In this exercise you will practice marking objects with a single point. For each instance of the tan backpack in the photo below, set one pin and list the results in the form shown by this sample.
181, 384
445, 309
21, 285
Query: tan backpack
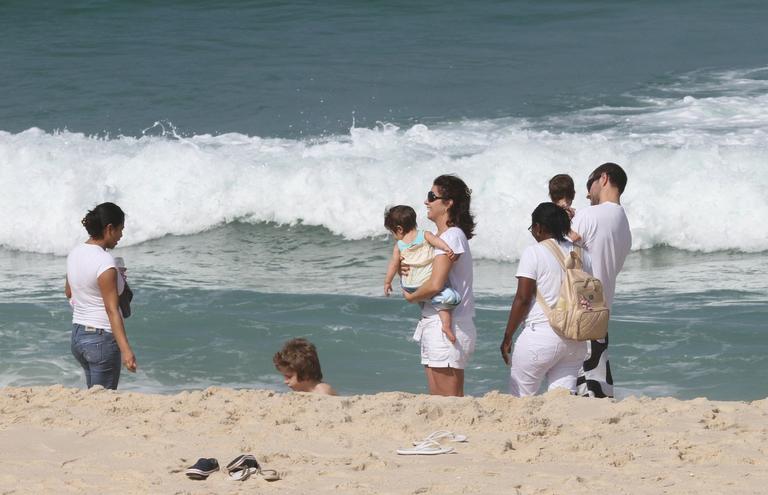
──────────────────────────────
● **Written instruction**
Rewrite the entries above with every "tan backpack" changed to "gray suitcase" and everything else left as it is. Leave the pictures out.

● **Output for this task**
In this exercise you will practice marking objects with a single point. For each instance of the gray suitcase in the photo below, set one pin and list the results in the form shown by this sample.
181, 384
445, 309
21, 285
Query: gray suitcase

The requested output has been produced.